**Assignment:** Each of the lines below must be restated exactly.
--------------------------------------------------
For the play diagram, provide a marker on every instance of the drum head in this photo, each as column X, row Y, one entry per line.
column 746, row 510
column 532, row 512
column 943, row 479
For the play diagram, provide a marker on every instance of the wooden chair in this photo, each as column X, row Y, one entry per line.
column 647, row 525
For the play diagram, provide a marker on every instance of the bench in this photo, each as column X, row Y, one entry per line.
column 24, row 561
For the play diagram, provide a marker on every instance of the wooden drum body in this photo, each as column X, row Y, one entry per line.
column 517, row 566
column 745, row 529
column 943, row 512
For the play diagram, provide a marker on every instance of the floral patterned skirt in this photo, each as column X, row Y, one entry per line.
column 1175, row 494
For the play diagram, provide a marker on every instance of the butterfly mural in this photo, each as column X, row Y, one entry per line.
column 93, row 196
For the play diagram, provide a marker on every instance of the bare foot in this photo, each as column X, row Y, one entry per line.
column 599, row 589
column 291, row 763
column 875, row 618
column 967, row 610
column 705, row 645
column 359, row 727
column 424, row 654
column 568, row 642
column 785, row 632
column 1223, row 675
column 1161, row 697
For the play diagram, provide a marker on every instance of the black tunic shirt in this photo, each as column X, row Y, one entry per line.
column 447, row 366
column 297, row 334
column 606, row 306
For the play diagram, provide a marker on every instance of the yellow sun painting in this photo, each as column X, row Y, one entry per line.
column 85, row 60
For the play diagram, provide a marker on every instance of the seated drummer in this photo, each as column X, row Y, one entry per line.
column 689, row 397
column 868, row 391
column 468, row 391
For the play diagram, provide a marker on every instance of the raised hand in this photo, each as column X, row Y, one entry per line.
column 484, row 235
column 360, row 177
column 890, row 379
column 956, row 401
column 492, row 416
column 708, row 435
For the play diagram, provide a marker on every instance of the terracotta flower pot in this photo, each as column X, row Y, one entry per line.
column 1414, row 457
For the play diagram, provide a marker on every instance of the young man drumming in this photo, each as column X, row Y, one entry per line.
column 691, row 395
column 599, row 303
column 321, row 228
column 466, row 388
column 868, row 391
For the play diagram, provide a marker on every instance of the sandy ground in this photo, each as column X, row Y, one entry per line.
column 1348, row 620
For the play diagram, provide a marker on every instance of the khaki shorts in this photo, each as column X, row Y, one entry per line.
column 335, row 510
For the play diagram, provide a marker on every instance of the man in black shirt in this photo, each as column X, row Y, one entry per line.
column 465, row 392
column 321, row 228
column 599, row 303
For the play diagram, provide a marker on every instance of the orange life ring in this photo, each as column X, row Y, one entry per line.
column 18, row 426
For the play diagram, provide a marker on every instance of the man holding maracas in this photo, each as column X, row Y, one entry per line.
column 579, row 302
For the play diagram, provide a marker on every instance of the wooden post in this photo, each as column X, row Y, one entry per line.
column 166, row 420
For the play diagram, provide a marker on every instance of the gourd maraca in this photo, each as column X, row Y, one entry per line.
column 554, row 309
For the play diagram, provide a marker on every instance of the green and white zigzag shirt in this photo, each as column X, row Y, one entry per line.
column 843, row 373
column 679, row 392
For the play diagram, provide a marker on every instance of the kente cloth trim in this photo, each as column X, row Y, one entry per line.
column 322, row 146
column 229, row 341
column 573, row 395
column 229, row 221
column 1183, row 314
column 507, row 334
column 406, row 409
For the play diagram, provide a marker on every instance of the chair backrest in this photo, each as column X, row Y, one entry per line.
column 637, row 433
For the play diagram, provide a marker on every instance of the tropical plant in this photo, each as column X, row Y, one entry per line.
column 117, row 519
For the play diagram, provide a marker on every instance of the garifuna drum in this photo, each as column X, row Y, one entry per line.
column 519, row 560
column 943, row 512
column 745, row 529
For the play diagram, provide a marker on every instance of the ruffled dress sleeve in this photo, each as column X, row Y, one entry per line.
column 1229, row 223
--------------------------------------------------
**Exercise output:**
For the play diagram, provide a marker on every instance of the drum head in this photo, each as column X, row Y, one entry per line.
column 746, row 510
column 532, row 512
column 943, row 479
For the play diagram, provide a marker on every instance of the wooden chair in this photo, each as column X, row Y, one entry per line.
column 647, row 525
For the play diagram, provide a marker on every instance of the bench in this photo, each as column X, row Y, one entry per line.
column 24, row 561
For the play diagram, provide a marker on every instance of the wooden drum body in this photo, each as column X, row Y, one entry per line.
column 517, row 566
column 745, row 529
column 943, row 512
For the play diagram, provide a marker on every instance of the floral patterned skirt in this photo, each as column X, row Y, one entry per line.
column 1175, row 494
For the play diagram, provide a marker on every instance of the butterfly mural in this photo, each as column X, row Y, one entry per line.
column 93, row 196
For the play diagram, provide a marker on every instance of the bare foot in this photo, each as column X, row Y, one entry per line.
column 599, row 589
column 291, row 763
column 875, row 618
column 967, row 610
column 705, row 645
column 359, row 727
column 424, row 654
column 568, row 642
column 785, row 632
column 1223, row 675
column 1161, row 697
For the play diagram, provide a marker on every instance of the black tunic shirt in this photo, each as column X, row Y, one entry per line.
column 447, row 366
column 297, row 334
column 606, row 306
For the play diagram, provide a marker on every instance of the yellow sun painting in this photo, each as column X, row Y, one entry per line.
column 85, row 60
For the play diagram, provide a marker on every instance of the seated drummer in this photo, each as column X, row Y, one entry per line.
column 689, row 397
column 868, row 391
column 468, row 391
For the play diagram, provide a marker on every instance of the raised hand in this photo, each as column X, row Y, one entry per line.
column 484, row 235
column 360, row 177
column 890, row 379
column 956, row 401
column 492, row 416
column 708, row 435
For the play diagram, provide a marker on every instance of the terracotta flower pot in this photo, each as column X, row Y, one entry per line.
column 1414, row 457
For the play diagram, provide a marker on every instance of the young man drumming in this photo, each as column X, row Y, one entry per line.
column 691, row 395
column 599, row 303
column 321, row 228
column 466, row 388
column 868, row 391
For the play diagram, provide a marker on every instance of the sandy ground in this photo, each as column X, row Y, one entry per line.
column 1348, row 620
For the play diagram, provide a marker on every instance of the khaki shorts in this photo, each as column X, row Y, one entry per line.
column 335, row 510
For the play diagram, provide a marker on every instance of the man in black shirt in this photo, each as column X, row Y, one entry per line.
column 465, row 392
column 321, row 228
column 599, row 303
For the play diagram, provide a marker on every instance of the orange life ring in this photo, each as column X, row Y, one entry per line.
column 18, row 426
For the play diagram, provide a marker on every instance of the man holding maracas in this photo, each as column X, row Y, one entry per line.
column 579, row 302
For the play diagram, provide a marker on every instance of the wooden post in this photo, each as column X, row Y, one entry per line.
column 166, row 420
For the play diagram, provide a marker on every instance of the gourd maraca in this photo, each as column X, row Y, one entry per line.
column 554, row 309
For the play diagram, provide a marker on every instance of the green and white zigzag shirt in this photo, each as column X, row Y, one entry per line.
column 843, row 373
column 679, row 392
For the play diagram, provide a marker on every instance of the kente cloth trim in this photo, each as column X, row Y, one entry per line.
column 322, row 146
column 229, row 341
column 573, row 395
column 229, row 221
column 1183, row 314
column 507, row 334
column 406, row 409
For the play diagram, provide a marker on every instance of the chair backrest in this photo, each as column X, row Y, one entry per line.
column 637, row 433
For the play diagram, provide a marker on every instance of the tropical plant in this photo, each as column X, row Y, one entry per line.
column 117, row 519
For the play diagram, provide a marker on every instance of the garifuna drum in this photo, each as column X, row Y, one entry per line.
column 519, row 560
column 943, row 512
column 745, row 529
For the play diagram, provide a marker on every instance of the ruffled dress sleeve in this photo, each as column X, row Y, one entry per line.
column 1229, row 223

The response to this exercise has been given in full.